作業内容 ->
1. 天然甘味料の文章によると、プロポリスという名前は何に由来していますか。
2. 次の(a)〜(c)が天然甘味料の文章の内容と合っているか、それぞれ「はい」か「いいえ」で答えてください。判断の根拠となる箇所を文章からそのまま引用してください。
(a) マヌカハニーは、創傷治療の方法の一つとしてFDAに承認されている。
(b) プロポリスには、産地にかかわらず共通の規格がある。
(c) プロポリスの肝臓保護作用や抗がん作用は、ほかの作用よりも信憑性が高いと書かれている。
3. 天然甘味料の文章を、最後の文の後から書き継いでください。

読解テキスト ->
╔══

ただマヌカハニーにもきちんとした効果が認められている効果もあります。
それは切り傷、火傷などの治療効果です。マヌカハニーは創傷治療のための方法の一つとして、アメリカの食品医薬品局(FDA)によって承認されています。ただこれは創傷治療目的に限ったもので、上に書いたような目的ではありません。
「マヌカハニーはFDAが認めた」などと書いてある場合がありますが、だまされないようにしてください。
マヌカハニーには抗菌性と抗酸化性があり、またふつうのはちみつよりも強い粘り気があるため、傷口の乾燥を防ぎ、バリア効果もあります。確認はしていませんが、マヌカハニーが入った創傷治療薬というのがあるのかもしれません。
けがや火傷をしたときに、マヌカハニーをガーゼにつけて貼り付けたらよいという、とんちんかんなことを書いている人がいますが、決してそのようなしないでください。薬がなかなか手に入らない時代ならともかく、いまはさまざまな薬や医療材料が簡単に手に入ります。
プロポリスはミツバチが集めた樹脂
甘味料ではないのですが、マヌカハニーと似た使われ方をするプロポリス(Propolis)についても紹介しておきます。
プロポリスはミツバチが集める成分のうち、糖分ではなく樹脂にあたるもので、強い抗菌作用や抗炎症作用があります。
植物に含まれる樹脂(ヤニ)や樹液に、ミツバチの分泌物が合わさってできているものです。プロポリスという名前の由来は、Protect(守る)、Polis(都市)から来ており、ミツバチの巣を頑丈にして巣を守るための成分です。
プロポリスはあくまで食品なので、規格のようなものはありません。採れた場所によって、ミツバチが集めてくる樹脂に違いがあるため、成分も分量も異なります。
抗菌・抗ウイルス作用、抗真菌作用、抗酸化作用、抗炎症作用があるといわれていますが、どのような条件でテストしたかによって結果は全く違ってくるので、これらの効果を期待して食べることはやめるべきです。また肝臓保護作用や抗がん作用もあるといわれていますが、こちらはもっと信憑性が低いと思います。
4つの天然甘味料の違いと砂糖との比較
ここで取り上げた天然由来の甘味料の、原料、製造方法、成分、価格を整理し、砂糖と比較してみましょう。
メープルシロップ | アガベシロップ | はちみつ | マヌカハニー | 砂糖(上白糖) | |
---|---|---|---|---|---|
原料 | サトウカエデの樹液 | リュウゼツランの樹液 | 花の蜜 | マヌカの花の蜜 | サトウキビ、サトウダイコンの樹液 |
製造方法 | 濃縮 | 濃縮 | 巣から採取 | 巣から採取 | 濃縮・精製 |
形態 | 液体 | 液体 | 液体 | 液体 | 固体(粉末) |
カロリー | 260kcal/100g | 310kcal/100g | 329kcal/100g | 391kcal/100g | |
水分量 | 32g/100g | 23g/100g | 18g/100g | 0.7g | |
乾燥重量あたりのカロリー | 382kcal/100g-dry | 397kcal/100g-dry | 374kcal/100g-dry | 394kcal/100g-dry | |
主成分 | ほぼスクロース | フルクトース56~60%、グルコース20% | フルクトース53%、グルコース44% | スクロース | |
他の成分 | ミネラルを少量含む | 含まない | たんぱく質、ミネラルを含む | たんぱく質、ミララルを含む | 含まない |
価格
|
220~320円/100g | 130~200円/100g | 50~500円/100g | 1,500~3,500円/100g | 20~30円/100g |
メープルシロップ、アガベシロップ、はちみつ、マヌカハニーは天然甘味料ですが、砂糖も天然の甘味料です。

╚══

データセットの項目 ->
╔══

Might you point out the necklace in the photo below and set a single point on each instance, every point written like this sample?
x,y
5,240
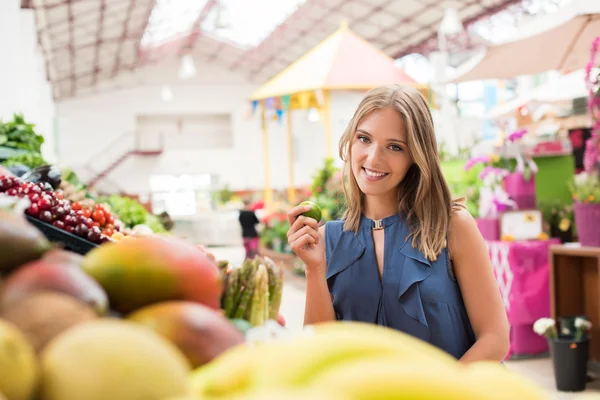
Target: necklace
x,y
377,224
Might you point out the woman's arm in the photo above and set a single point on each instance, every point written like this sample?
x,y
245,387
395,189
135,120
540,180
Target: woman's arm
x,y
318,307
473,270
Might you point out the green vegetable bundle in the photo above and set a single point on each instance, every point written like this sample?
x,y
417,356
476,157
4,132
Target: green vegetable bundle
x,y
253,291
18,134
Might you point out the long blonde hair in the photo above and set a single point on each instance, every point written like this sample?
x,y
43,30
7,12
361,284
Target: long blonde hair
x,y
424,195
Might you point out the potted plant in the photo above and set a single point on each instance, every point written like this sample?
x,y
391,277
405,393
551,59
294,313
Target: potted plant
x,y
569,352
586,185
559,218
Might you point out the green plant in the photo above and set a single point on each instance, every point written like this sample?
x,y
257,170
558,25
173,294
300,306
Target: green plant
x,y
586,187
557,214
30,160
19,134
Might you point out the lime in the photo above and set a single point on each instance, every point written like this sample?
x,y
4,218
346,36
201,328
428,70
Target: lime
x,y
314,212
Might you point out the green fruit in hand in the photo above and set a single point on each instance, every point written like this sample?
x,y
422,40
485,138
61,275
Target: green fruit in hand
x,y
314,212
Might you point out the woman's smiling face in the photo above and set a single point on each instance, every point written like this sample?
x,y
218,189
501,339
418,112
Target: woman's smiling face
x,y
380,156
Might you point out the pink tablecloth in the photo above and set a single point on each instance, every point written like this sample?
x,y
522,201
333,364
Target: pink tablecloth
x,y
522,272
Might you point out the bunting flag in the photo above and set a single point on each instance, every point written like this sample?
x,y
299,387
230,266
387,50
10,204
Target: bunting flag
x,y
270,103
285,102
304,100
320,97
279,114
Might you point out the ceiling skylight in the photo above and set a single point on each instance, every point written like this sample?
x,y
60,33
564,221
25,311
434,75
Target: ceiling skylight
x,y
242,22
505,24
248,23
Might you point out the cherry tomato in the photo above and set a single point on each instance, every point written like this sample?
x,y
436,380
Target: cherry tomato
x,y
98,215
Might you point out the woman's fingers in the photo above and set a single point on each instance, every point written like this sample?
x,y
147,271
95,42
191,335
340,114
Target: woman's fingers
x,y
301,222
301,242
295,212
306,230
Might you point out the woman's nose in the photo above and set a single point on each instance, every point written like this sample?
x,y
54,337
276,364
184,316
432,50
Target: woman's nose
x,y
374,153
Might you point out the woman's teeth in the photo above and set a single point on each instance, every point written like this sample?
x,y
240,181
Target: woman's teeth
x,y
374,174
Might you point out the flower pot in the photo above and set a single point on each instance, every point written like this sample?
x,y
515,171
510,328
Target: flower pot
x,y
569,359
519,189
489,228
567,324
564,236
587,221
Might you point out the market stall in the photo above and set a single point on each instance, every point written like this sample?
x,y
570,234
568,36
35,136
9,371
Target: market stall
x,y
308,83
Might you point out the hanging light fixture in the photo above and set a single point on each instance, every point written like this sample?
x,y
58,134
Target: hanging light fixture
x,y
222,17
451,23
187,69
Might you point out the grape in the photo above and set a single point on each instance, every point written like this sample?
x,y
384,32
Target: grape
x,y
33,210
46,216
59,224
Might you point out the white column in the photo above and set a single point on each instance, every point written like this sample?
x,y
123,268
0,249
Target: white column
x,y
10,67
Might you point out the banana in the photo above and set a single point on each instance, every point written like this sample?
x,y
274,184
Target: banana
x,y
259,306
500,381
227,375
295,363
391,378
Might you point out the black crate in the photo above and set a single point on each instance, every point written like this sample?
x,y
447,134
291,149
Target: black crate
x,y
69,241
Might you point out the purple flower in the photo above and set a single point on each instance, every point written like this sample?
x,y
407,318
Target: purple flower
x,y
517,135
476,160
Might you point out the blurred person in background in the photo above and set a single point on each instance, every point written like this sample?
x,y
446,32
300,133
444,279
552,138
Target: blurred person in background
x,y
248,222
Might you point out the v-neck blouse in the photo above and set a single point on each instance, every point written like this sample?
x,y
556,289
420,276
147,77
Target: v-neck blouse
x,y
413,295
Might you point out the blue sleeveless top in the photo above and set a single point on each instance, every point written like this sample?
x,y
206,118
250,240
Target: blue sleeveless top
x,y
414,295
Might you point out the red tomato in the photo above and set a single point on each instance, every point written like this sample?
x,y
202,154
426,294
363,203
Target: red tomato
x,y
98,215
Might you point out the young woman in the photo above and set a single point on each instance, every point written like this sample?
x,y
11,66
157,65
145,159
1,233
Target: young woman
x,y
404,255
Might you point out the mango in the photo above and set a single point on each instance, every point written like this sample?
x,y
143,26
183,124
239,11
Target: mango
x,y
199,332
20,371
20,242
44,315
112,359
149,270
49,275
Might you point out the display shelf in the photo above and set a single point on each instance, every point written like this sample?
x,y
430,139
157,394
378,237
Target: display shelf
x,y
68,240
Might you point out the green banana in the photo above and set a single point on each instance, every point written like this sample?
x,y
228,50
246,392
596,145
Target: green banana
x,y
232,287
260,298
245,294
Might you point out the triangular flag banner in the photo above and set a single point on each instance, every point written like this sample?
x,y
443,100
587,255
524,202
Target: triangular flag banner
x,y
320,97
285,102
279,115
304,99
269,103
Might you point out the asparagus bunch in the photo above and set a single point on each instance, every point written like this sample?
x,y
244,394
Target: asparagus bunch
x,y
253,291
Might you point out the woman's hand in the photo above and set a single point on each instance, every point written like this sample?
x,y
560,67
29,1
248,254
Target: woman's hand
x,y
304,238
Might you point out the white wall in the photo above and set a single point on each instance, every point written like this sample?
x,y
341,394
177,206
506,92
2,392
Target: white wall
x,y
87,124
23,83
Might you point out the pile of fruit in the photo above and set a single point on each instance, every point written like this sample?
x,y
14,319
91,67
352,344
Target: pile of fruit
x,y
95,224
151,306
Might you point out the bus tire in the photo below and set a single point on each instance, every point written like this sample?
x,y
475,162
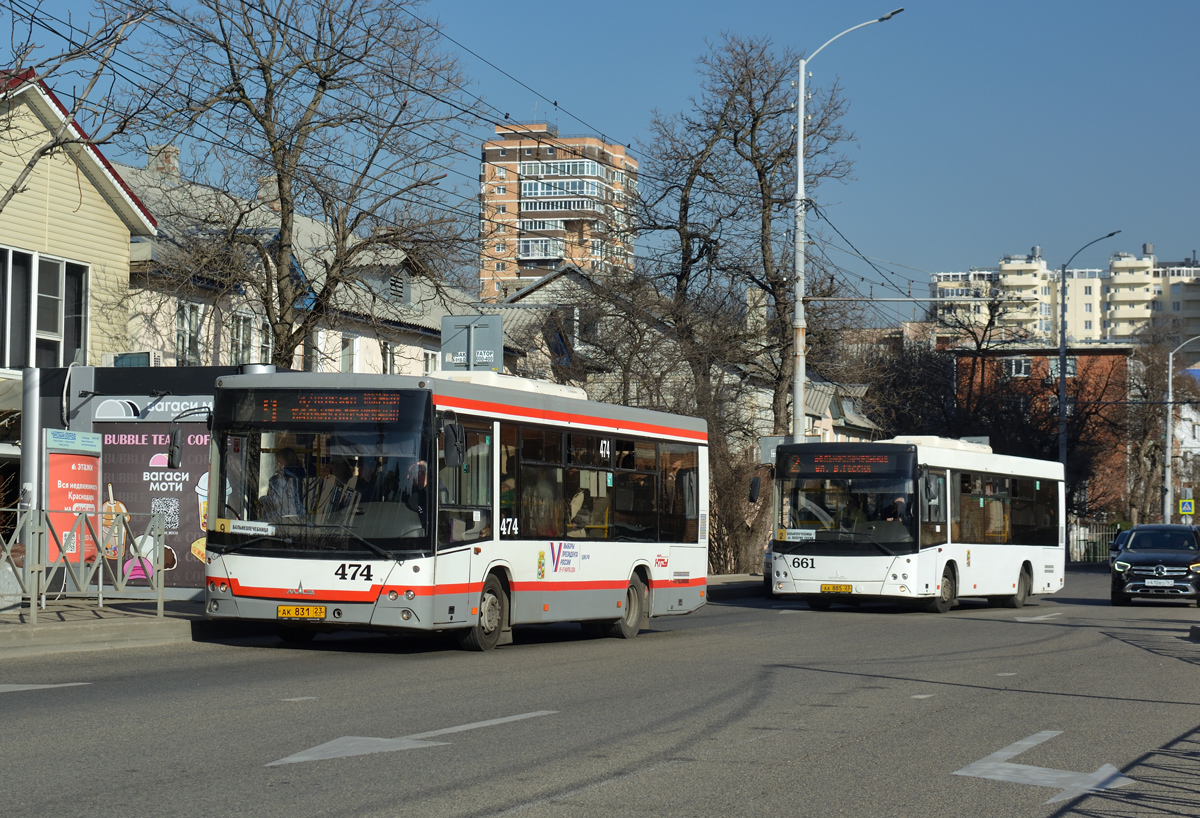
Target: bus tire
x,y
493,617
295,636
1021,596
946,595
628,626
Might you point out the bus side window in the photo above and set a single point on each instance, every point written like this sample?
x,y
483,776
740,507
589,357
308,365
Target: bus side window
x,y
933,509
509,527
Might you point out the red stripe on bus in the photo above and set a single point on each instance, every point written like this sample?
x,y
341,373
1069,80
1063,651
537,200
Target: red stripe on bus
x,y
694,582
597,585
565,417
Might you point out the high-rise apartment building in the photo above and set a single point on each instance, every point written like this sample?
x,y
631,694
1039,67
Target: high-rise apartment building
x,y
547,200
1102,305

╚══
╔══

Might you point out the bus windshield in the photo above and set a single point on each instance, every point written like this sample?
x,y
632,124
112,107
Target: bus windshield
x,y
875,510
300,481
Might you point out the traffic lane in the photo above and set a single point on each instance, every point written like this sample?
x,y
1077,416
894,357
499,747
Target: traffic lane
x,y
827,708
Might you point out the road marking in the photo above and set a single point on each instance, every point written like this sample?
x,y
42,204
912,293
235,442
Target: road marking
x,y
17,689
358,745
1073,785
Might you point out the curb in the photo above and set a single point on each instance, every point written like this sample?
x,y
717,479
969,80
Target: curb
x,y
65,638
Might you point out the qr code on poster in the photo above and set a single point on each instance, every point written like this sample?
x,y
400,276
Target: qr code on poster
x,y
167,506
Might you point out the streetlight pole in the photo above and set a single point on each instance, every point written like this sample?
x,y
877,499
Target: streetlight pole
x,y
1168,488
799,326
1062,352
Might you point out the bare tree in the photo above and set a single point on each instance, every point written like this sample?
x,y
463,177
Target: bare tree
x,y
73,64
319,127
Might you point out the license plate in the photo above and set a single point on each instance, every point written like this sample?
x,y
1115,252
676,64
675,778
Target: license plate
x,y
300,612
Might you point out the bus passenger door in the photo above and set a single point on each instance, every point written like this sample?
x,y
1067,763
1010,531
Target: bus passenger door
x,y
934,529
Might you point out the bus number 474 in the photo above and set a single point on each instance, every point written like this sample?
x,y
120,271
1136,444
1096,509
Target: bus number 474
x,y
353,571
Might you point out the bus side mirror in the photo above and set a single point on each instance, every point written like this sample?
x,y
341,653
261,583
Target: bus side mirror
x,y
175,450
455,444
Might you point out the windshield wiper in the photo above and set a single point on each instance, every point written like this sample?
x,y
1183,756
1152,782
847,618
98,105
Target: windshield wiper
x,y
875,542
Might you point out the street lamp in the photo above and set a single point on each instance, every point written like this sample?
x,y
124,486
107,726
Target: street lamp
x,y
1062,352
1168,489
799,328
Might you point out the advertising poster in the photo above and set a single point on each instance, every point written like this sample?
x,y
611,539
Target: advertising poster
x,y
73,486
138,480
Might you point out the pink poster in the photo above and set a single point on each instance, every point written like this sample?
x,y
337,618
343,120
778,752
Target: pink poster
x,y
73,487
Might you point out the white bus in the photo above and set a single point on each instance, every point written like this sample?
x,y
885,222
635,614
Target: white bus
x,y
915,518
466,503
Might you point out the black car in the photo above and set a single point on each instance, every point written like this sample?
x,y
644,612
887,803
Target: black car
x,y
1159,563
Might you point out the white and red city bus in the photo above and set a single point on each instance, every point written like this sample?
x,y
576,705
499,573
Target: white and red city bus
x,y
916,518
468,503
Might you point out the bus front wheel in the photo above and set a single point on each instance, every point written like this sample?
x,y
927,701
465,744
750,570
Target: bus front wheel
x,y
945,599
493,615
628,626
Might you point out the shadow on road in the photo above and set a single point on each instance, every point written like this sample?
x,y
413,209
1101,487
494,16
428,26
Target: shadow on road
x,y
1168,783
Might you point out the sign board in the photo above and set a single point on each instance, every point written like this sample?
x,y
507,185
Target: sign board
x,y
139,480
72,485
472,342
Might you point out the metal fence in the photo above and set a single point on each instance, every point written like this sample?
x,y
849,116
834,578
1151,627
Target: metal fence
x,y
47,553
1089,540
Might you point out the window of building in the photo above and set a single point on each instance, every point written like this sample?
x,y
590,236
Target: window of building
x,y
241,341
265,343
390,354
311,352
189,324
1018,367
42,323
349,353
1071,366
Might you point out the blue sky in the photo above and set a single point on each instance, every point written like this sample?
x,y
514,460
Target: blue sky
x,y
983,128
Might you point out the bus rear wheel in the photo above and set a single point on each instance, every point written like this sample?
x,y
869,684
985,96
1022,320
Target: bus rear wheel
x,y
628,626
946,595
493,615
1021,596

╚══

回答 ->
1. Protect(守る)とPolis(都市)から来ています。

2.
(a) はい。「マヌカハニーは創傷治療のための方法の一つとして、アメリカの食品医薬品局(FDA)によって承認されています」
(b) いいえ。「プロポリスはあくまで食品なので、規格のようなものはありません」
(c) いいえ。「こちらはもっと信憑性が低いと思います」

3.
メープルシロップやはちみつには健康によい成分が含まれているといいますが、それれは精製されていないから、そのまま残っているだけです。砂糖も精製されていない黒砂糖には、たくさんのミネラルが含まれています。上記の価格差が、その糖分以外の成分を摂るために妥当な金額か、よく考える必要があります。
メープルシロップやはちみつは砂糖よりカロリーが低いといわれますが、これも水分が含まれているからにすぎません。メープルシロップも砂糖も、乾燥した状態で比較すると、カロリーはほとんど変わりません。
最後に、糖の成分について触れておきます。
メープルシロップと砂糖は主成分がスクロース、アガベシロップとはつみつは主成分がフルクトースとグルコースです。ですから、糖質の中身についていえば、メープルシロップと砂糖は同じものです。
スクロースは消化酵素でフルクトースとグルコースに分解されてから吸収されますので、結局はフルクトース50%、グルコース50%が含まれているのと同じことになります。
アガベシロップとはちみつは、フルクトースが50~60%、グルコースが20~45%と、糖の成分が似ています。グルコースに比べてフルクトースは吸収されにくいため、フルクトースの多いこれらの甘味料は、血糖値の上昇が緩やかになります。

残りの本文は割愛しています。